> DIRECTION 1: Please list every term that the text on climate tipping points, placed before the listing, explicitly defines.
> DIRECTION 2: Carry on the text on climate tipping points, found ahead of the listing, from its last sentence.

There are parts of the Earth system that have the potential to change abruptly in response to stress. These systems have tipping points, a climate tipping point, or any tipping point in any complex system, is where a small change makes a big difference and changes the state or the fate of a system. Natural fluctuations can also be the final nudge for a tipping point pushed to the brink by human-caused climate change. So, rather than a bit more warming causing slightly hotter heatwaves or more melting of glaciers, it causes a dramatic shift to an entire system. Typically, definitions for a tipping point fall into two categories. One is simply that one vital part of the climate system shows some kind of threshold behavior and that means that a small perturbation around that element can cause a huge qualitative change. And then there’s another definition that actually says there needs to be a positive feedback mechanism associated with the element. That means there is something self-reinforcing and then could lead to irreversible changes as well.

Passing an irreversible tipping point would mean a system would not revert to its original state even if the forcing lessens or reverses. There is evidence that in some cases that once the system has jumped to a different state, then if you remove the climate forcing, the climate system doesn’t just jump back to the original state – it stays in its changed state for some considerable time, or possibly even permanently. This is known as hysteresis. It occurs when a system undergoes a bifurcation – which means to divide or fork into two branches – and it is subsequently difficult, if not impossible, for the system to revert to its previous state. Another concern around tipping points is the potential for one to trigger a cascade effect on others. Potential social-ecological regime shifts could interact with one another through domino effects or hidden feedbacks. Domino effects occur when the feedback processes of one regime shifts affect the drivers of another, creating a one-way dependency. Hidden feedbacks rise when two regime shifts combined generate new (not previously identified) feedbacks; and if strong enough, they could amplify or dampen the coupled dynamics.

> DATASET CONTENT:
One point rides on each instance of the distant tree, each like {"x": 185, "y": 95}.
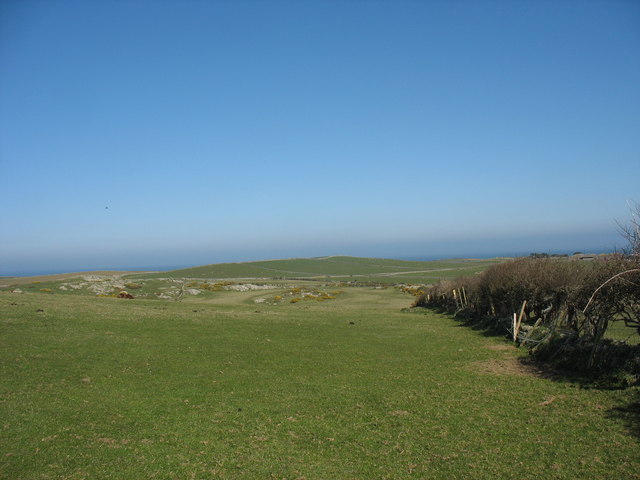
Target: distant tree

> TASK ANSWER 1: tipping point, hysteresis, bifurcation, domino effects, hidden feedbacks

> TASK ANSWER 2:
Finally, in addition to the physical tipping points in the Earth system, the term is often also applied to transformations in human society. We also need to be looking at tipping points in human, social and technological systems. These can push tipping points in the Earth system over the edge, but, contrary, there are tipping points across society that could lead to a rapid global transformation. It is clear that a number of these social, economic and political tipping points for the good will need to be crossed – and quickly – to avoid toppling those in the Earth system.

It will be a turbulent period. This means intensification of contradictions and conflicts, not excluding armed ones. We are in a moment of deep institutional breakdown. A period of reconfiguration of the World System.

ARE WE READY?

This moment of deep transition, as well as being a time of danger, presents an opportunity for positive renewal. For such positive renewal to occur, however, existing social institutions must be critiqued and re-imagined.

The aforementioned crises and challenges, framed as ‘grand challenges’, require approaches and re-imagined institutions which radically go beyond the mere technical or economic. Instead, the types of multi-level and transcendent problems which encompass such systems can be described as wicked problems, complex messy problems where there are no solutions in the sense of definitive and objective answers,’ and which even elicit broad disagreement in their framing. Such problems, layered with complexity, require multiple systemic responses, extending beyond reductionist science and accompanying command and control, managerialist conceptions of reality. Instead, any productive and purposeful engagement with grand challenges requires an appreciation and embrace of their system complexity, inherent uncertainty and a post-normal approach to science.

Deep societal transformations occur at specific moments in history when underlying changes lead to tipping points that necessitate systemic change. We are now at such a historical tipping point. Due to a confluence of circumstances, many of the foundational social institutions upon which societies have relied for decades for stability and direction, including economics, democracy, technology, religion, gender, and higher education, are currently failing. This is such specific moment in history.

Social institutions play a central and important role in society; they are typically meta-institutions, i.e., systems of organizations; and being central and important to a society, they are usually long lasting, typically trans-generational. Change is not linear and progressive, but is instead characterized by periodic degenerations, recurrences, and reversals, which can culminate in transformations of entire social institutions and societies. Contemporary social institutions are, almost by definition, characterized by historical continuity, pattern maintenance and social reproduction, rather than by change, innovation or transformation.

Society is lacking the ability to effect fundamental change in their capacity creatively and collaboratively to effect policies to address the most pressing problems.

The capacity of a social institution for progressive transformation is determined both by its existing values and norms as well as its capacity to reflect on its existing values and practices. This historic moment of deep transformational crisis requires not only fundamental innovations in all the major social institutions that make up society, it requires new imaginaries to guide the direction of those transformations and the consciousness to bring about the necessary changes in our economic, political and social lives.